Set problem: Recast all of the data below as a Markdown table with the columns Row and Line, numbering each line and skipping blank lines. Leave the pictures out of the table.

Provided material:
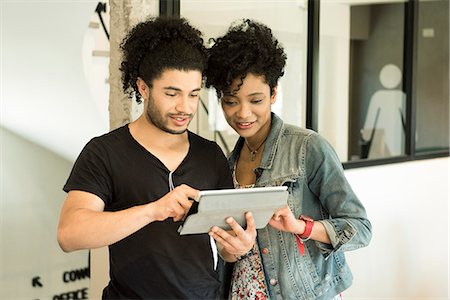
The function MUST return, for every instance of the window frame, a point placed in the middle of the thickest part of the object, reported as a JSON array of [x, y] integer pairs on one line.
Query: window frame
[[409, 51]]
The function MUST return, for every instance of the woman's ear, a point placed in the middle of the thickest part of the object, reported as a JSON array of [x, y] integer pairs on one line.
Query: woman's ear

Exercise response:
| Row | Line |
|---|---|
| 1 | The function MUST return, for every instance of the window frame, a point placed in the middle of the thickest part of the object, reported as a JSON array of [x, y] integer pairs on one line. |
| 2 | Query: window frame |
| 3 | [[409, 51]] |
| 4 | The function MUST return, for every instance of the woman's ear, a point placed in the middle of the thickest part of the object, reported as a JSON array of [x, y] integer pairs on one line. |
| 5 | Query: woman's ear |